(Source entries)
━━━━━━━━

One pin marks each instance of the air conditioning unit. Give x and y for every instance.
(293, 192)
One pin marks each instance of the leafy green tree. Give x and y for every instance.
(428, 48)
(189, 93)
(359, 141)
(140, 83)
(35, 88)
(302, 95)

━━━━━━━━

-- Goal --
Rewrite every line of the entries above, requests included, and offset each x and y coordinate in the answers by -94.

-- Exercise solution --
One pin marks each instance of the air conditioning unit. Give x and y for every instance.
(199, 98)
One pin marks each instance of the leafy green tree. Give x and y for every instance.
(334, -46)
(95, -1)
(265, 47)
(46, -11)
(-59, -6)
(208, 1)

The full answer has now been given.